▸ 提示文
* * *

護牝:いや…小学校の頃、三角ベースの手打ち野球でなら二度ほど投げたこともあるんすけど。あのときは味方チームも僕を含めて3人しかいませんでしたし。
正確には、ダイヤモンドベースの野球では
人生初ってことですね。
──OH! なんてメモリアルな!!
登板前はさぞかし緊張したことでしょう?
護牝:はい。試合開始3分前に先発を監督から
告げられたときは、「ぜってーウソだろ!」と、
買ったばかりのファーストミットで
キャッチボールをしてました。
──ところが、それは
ウソでも冗談でもじゃなかった…と?
護牝:そーなんですよー。どうやら本気っぽいので、残りの約2分くらいで急いで肩をつくりました。
──マウンドにあがったときのお気持ちは?
護牝:もう頭の中が真っ白で。でも、トップバッター
をどうやって打ち取ったかすら覚えてないのですが、
とにかくワンナイトを取ることができて…
ちょっとだけ気分が落ち着きました。
──「ワンナイト」ではなく
「ワンナウト」ですね(笑)?
護牝:そうです!「ワンナイト」ではなく
「ワンナウト」です。どうもすみません。
ワンナイト取っちゃったら
歌舞伎町のホストみたいですもんね(苦笑)。
僕、よく「ホストやったら売れそう!」…とかって
言われるんですけど、昔…何度かエッチしたことが
あるセフレ的なオネエさんから
「アンタみたいな筋金入りの女好きは
ホストとか絶対向いてないから。
ホストはね、根は女嫌いが多いの。
だから、女を金づると割り切れるの」
…って言われたことがあるんですよ。
やっぱり、わかる人にはわかるっていうか…。
──こーいう場でそーいうデリケイトな話は
やめましょう。初回、5つのフォアボールなどで
危ないシーンもありましたが?
護牝:結果的に2点取られちゃいましたしね。
なるべくフォアボールは出さないように
頑張ったつもりなんですが…。
「ストライク打たれるのは全然OK!」って
自分に言い聞かせながら投げてたんですけど。
一球だけスローカーブを投げてみたんですが、
きわどいコースでボールになっちゃって…
そこからはもう、カーブは怖くて
投げることができませんでした。でも
「初体験だからしょうがないわよね♡」
…と途中から開き直って、
とにかくポールでもいいから
テンポ良く投げることを心掛けました。
──あの球はただのスローボールじゃなくて
「カーブ」だったんですね?
あと「ポール」ではなく「ボール」ですね!?
護牝:そうです。「ポール」ではなく
「ボール」です。ちなみに僕はどちらかと言えば、
ポール派ではなくレノン派です。
──なんでポールはファーストネームで
レノンはファミリーネームなんですか?
護牝:いや、ジョンだとビートルズの話をしてるってことが皆さんに伝わりづらいのでは、と思って…。
──そんな余計な心遣いはしなくていいです。
ところで、今日のピッチングのポイントは?
護牝:やはり2回に左バッターが打った強烈な
ライナーをファーストが見事にさばいてくれた
ダブルプレイ…ではないでしょうか?
あれがなければ、1勝どころか、おそらく
一生トラウマに残ってしまうほどの
精神的ダメージを受けるくらい、
ボロボロに崩れちゃっていたような気がします。

* * *

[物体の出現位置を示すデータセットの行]
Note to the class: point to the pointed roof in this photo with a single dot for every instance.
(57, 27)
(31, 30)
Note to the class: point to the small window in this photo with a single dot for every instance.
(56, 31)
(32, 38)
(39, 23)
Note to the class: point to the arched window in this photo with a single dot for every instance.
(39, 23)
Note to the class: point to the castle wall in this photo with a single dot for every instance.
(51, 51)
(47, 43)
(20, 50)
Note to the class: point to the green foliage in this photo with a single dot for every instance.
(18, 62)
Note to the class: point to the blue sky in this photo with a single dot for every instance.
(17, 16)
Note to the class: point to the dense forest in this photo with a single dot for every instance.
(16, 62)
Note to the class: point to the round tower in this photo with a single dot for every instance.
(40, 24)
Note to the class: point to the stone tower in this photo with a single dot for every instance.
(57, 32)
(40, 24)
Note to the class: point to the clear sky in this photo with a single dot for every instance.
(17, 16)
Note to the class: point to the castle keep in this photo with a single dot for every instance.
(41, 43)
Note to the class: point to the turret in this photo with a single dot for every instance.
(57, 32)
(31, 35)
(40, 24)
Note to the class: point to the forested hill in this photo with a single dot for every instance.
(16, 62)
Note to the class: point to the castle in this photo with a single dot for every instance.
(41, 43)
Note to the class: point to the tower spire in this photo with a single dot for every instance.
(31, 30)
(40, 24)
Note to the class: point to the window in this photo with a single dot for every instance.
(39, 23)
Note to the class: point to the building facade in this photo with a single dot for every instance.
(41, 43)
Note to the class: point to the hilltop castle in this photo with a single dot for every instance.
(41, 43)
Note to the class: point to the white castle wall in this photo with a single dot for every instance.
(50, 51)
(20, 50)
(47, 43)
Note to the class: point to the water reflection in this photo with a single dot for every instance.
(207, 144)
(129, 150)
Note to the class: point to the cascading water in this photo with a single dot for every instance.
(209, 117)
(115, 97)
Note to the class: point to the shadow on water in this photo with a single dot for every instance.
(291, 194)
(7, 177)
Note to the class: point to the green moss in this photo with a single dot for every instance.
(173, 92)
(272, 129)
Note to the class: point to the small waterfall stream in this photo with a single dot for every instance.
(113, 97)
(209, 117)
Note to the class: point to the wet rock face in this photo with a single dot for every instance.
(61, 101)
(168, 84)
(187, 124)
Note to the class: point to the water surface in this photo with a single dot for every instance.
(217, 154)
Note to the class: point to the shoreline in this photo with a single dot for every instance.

* * *

▸ 設定課題
1. 野球のインタビューによると、護牝が監督から先発を告げられたのは試合開始の何分前か。
2. 野球のインタビューのうち、「僕、よく「ホストやったら売れそう!」…とかって」で始まり「危ないシーンもありましたが?」で終わる部分を、「初回」を「一回」と呼び替えて書き直しなさい。
3. 野球のインタビューの文章を、最後に示された文の続きから書き進めなさい。
これらの記録は、別の出典から取られたものである。

▸ 課題の解答
1. 試合開始3分前。

2.
僕、よく「ホストやったら売れそう!」…とかって
言われるんですけど、昔…何度かエッチしたことが
あるセフレ的なオネエさんから
「アンタみたいな筋金入りの女好きは
ホストとか絶対向いてないから。
ホストはね、根は女嫌いが多いの。
だから、女を金づると割り切れるの」
…って言われたことがあるんですよ。
やっぱり、わかる人にはわかるっていうか…。
──こーいう場でそーいうデリケイトな話は
やめましょう。一回、5つのフォアボールなどで
危ないシーンもありましたが?

3.
──さりげなく「1勝」と「一生」が
韻を踏んでますね?
護牝:まったく気づいていませんでした。
マジ偶然だから!(紅潮。かなりムキな口調で)
──次の回は「フォアボールをもう一回出したら
交代」と宣言してマウンドに上がったにも
かかわらず、いきなりのフォアボール後、続投を?
護牝:やはり、本名が「勝也」なもんで、
こういう場面ではつい負けん気が出てしまって…。
「名は体を表す」ってやつですか?
──「ゴメス」は本名じゃないんですか?
護牝:ゴメスってのは本来、名字なんですよ。
だから、本名だったら「山田田中」みたいなもん
ですから。ちなみに、帰化用(ペン)ネームの
「護牝」は「メスを守る」という
意味合いを込めてみました。
──どうでもいいミニ知識ですね。ところで、
一塁ランナーへの牽制球はワンバウンド
しちゃって、とても中途半端でした。
護牝:一度、牽制ってやつをやってみたかったんですよ。でも、プレートの外し方がよくわからなくて…。
そもそもセットポジション自体よくわからんのです。
1回の攻撃の最中、あわててチームメイトに
教えてもらいました。
──ピッチング練習は、
ずっとやっていたのですか?
護牝:はい。試合が終わるごとに、最後の残り時間を
利用して、独りで黙々、壁に向かって投げてました。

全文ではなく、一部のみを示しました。